═══ ENTRIES

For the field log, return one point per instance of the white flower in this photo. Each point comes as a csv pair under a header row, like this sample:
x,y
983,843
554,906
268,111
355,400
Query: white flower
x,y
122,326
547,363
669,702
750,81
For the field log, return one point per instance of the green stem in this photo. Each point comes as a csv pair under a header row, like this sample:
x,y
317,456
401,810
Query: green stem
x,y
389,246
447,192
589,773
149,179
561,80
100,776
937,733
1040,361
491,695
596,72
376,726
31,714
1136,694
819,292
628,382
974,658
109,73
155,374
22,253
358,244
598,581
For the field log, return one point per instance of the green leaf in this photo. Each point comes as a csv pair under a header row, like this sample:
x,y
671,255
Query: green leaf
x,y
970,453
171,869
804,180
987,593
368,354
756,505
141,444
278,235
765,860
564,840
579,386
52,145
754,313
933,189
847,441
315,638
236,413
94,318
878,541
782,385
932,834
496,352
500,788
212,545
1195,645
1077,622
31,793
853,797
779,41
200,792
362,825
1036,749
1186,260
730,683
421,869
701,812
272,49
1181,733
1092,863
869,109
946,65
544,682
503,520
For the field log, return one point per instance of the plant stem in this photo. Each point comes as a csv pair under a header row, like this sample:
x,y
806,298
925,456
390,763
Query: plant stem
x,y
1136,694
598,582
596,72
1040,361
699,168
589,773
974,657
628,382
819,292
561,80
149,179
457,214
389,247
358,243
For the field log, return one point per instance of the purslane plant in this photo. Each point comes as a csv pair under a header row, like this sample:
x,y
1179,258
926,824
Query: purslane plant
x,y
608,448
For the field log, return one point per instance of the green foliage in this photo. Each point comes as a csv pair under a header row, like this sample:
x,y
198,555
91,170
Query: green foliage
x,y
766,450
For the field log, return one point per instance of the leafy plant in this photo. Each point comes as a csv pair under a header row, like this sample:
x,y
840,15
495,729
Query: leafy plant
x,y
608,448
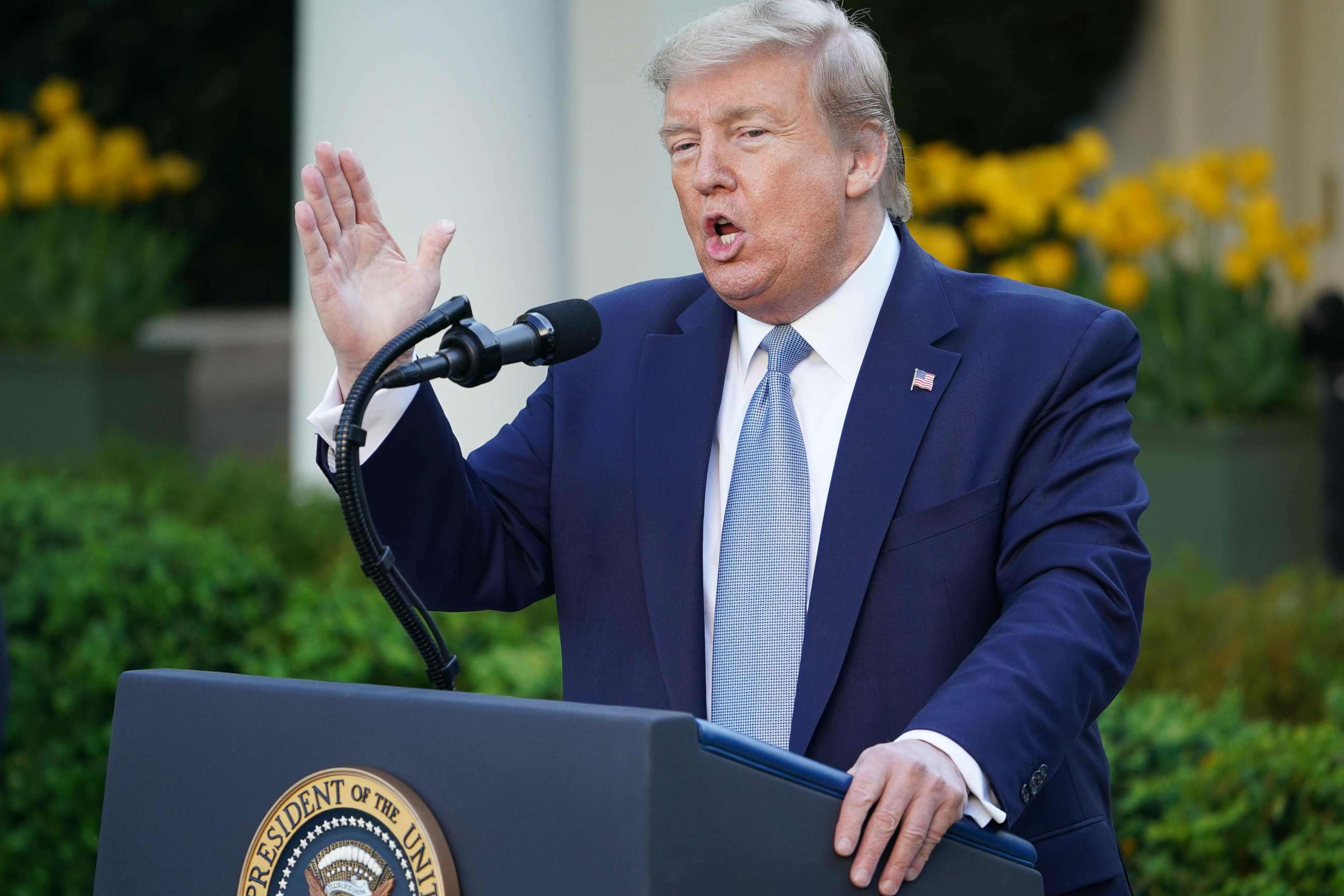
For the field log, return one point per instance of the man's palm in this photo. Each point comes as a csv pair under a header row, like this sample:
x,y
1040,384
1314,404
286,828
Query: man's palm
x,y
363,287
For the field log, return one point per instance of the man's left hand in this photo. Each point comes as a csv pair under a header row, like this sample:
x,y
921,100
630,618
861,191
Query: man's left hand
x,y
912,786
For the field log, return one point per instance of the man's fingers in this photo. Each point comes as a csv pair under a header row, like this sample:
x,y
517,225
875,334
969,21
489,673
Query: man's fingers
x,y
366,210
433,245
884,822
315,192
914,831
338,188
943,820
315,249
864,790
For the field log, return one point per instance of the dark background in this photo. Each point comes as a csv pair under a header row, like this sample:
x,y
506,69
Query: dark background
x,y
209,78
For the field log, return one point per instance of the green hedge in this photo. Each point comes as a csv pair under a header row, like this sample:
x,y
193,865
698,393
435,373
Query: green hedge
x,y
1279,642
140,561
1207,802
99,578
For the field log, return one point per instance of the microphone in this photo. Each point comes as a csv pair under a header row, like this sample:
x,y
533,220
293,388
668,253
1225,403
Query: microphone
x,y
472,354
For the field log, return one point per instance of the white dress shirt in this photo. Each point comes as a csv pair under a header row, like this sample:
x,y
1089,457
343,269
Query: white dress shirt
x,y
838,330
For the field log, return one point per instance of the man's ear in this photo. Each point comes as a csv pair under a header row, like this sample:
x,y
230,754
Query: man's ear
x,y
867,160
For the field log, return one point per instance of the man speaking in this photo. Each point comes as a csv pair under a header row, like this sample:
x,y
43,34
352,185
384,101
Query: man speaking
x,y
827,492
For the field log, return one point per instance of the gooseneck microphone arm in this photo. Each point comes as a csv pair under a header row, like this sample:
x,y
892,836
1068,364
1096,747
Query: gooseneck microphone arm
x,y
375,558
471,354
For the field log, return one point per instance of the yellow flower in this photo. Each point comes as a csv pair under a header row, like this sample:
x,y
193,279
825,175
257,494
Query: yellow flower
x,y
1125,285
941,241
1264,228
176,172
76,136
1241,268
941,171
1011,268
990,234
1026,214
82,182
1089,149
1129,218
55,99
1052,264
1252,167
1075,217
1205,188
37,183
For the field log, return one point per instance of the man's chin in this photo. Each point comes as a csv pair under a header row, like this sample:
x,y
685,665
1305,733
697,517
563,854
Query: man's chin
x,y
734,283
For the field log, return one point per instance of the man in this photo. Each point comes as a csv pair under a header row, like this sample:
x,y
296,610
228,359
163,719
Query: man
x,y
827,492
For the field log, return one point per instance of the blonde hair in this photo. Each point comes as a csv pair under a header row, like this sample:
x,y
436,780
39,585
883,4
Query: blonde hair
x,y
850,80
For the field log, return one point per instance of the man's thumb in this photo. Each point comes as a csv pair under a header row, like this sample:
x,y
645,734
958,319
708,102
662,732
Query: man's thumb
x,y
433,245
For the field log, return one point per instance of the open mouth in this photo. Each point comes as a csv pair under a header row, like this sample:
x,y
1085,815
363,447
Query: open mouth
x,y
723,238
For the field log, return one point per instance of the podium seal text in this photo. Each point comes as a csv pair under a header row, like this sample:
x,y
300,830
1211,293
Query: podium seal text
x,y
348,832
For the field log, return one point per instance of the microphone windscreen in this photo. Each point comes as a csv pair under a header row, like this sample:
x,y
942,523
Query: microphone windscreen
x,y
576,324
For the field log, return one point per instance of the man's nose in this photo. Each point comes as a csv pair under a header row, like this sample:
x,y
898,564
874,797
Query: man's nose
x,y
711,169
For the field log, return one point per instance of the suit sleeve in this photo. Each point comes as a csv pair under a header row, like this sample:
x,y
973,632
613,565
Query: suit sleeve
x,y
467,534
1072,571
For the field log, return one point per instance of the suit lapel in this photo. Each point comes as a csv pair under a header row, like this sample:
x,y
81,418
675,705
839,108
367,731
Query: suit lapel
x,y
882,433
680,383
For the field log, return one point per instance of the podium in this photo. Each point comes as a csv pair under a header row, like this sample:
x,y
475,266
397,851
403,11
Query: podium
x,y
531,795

══════
═══ ENTRIES

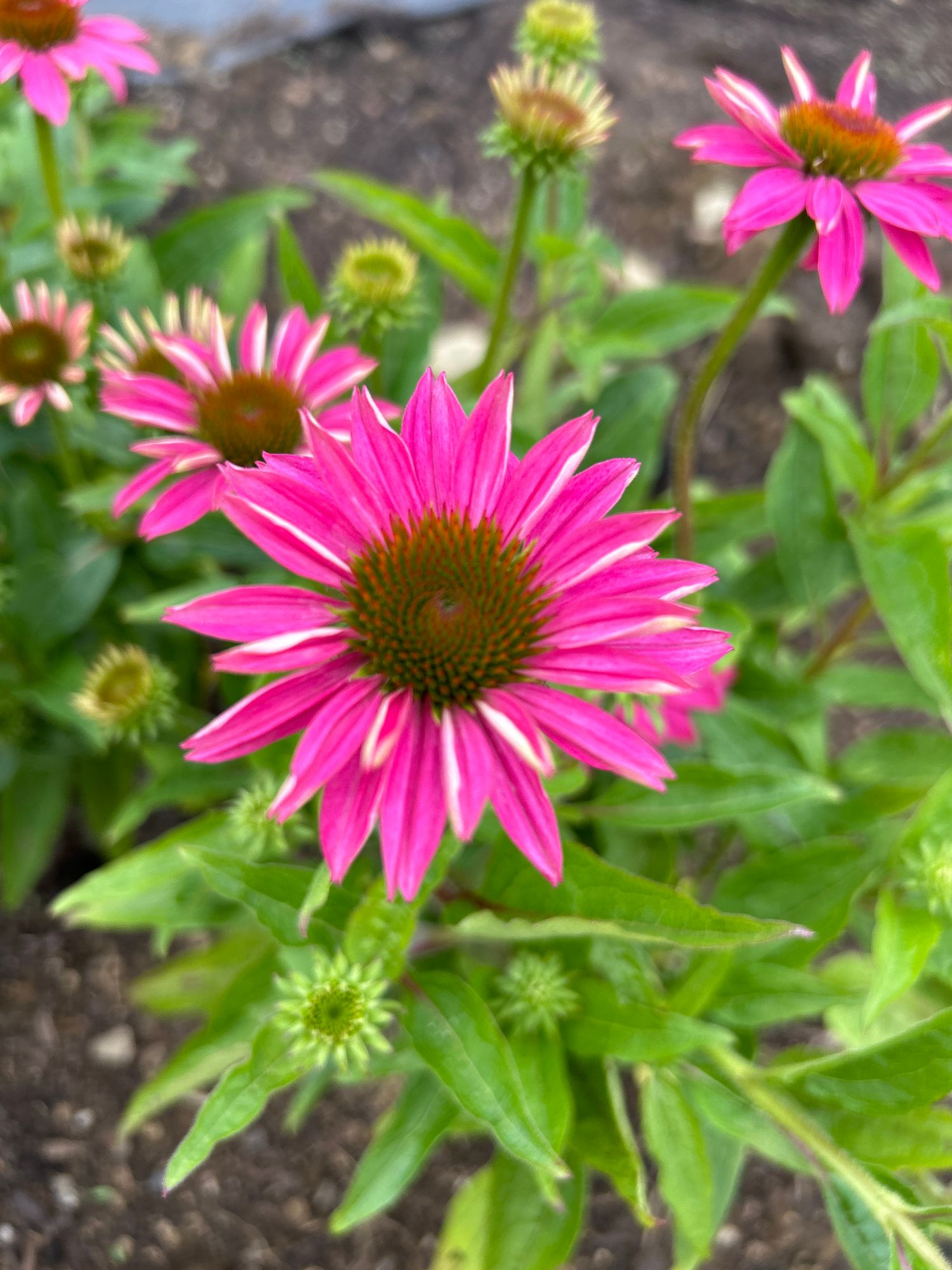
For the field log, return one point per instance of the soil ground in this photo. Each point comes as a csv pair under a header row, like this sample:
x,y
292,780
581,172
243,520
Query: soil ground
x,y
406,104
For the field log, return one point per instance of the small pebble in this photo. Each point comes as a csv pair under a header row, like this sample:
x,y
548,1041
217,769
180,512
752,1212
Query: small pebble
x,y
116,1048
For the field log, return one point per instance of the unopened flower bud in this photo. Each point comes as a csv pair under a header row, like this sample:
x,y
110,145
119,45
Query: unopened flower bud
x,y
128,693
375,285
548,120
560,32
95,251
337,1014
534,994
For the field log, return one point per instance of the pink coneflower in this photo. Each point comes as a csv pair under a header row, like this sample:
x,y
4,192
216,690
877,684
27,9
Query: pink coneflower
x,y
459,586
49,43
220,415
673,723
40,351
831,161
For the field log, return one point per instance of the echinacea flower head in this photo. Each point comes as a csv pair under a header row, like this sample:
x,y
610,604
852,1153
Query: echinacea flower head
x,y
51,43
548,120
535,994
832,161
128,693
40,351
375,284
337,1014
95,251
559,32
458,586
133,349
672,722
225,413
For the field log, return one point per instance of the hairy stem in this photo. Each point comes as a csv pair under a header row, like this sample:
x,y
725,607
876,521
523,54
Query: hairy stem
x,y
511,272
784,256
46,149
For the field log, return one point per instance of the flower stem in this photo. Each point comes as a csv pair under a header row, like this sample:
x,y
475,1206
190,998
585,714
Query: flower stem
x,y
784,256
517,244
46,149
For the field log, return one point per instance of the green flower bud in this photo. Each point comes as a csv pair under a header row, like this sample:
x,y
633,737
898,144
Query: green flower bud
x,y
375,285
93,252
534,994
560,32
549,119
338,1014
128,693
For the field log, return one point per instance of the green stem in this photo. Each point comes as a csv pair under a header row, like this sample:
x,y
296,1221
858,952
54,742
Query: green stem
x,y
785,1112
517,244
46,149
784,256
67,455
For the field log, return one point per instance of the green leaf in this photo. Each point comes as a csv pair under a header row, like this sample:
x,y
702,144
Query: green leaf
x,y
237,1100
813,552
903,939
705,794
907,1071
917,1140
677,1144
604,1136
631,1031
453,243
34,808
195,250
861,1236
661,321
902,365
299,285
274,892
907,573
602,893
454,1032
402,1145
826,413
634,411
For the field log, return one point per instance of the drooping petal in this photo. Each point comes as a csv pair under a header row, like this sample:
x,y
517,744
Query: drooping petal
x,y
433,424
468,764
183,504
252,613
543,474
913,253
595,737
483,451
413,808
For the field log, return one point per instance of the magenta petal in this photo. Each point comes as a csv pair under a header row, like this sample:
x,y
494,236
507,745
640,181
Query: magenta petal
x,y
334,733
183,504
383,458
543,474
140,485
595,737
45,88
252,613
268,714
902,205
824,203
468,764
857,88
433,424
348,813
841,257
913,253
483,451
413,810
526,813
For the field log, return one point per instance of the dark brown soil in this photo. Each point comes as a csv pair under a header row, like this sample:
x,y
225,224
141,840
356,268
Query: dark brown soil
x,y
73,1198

══════

**STATED EXERCISE:**
Gather each line above that contains the word "dark" and copy it out unchanged.

**WRITTEN RESPONSE:**
For the field log, return one point per instance of the dark background in this photo. Each point comes as a csv pair under a header row, like this sample:
Query: dark background
For the field log, return one point per instance of the dark brown soil in this photo. Each point comes as a csv pair under a header row, like this sample:
Query: dark brown soil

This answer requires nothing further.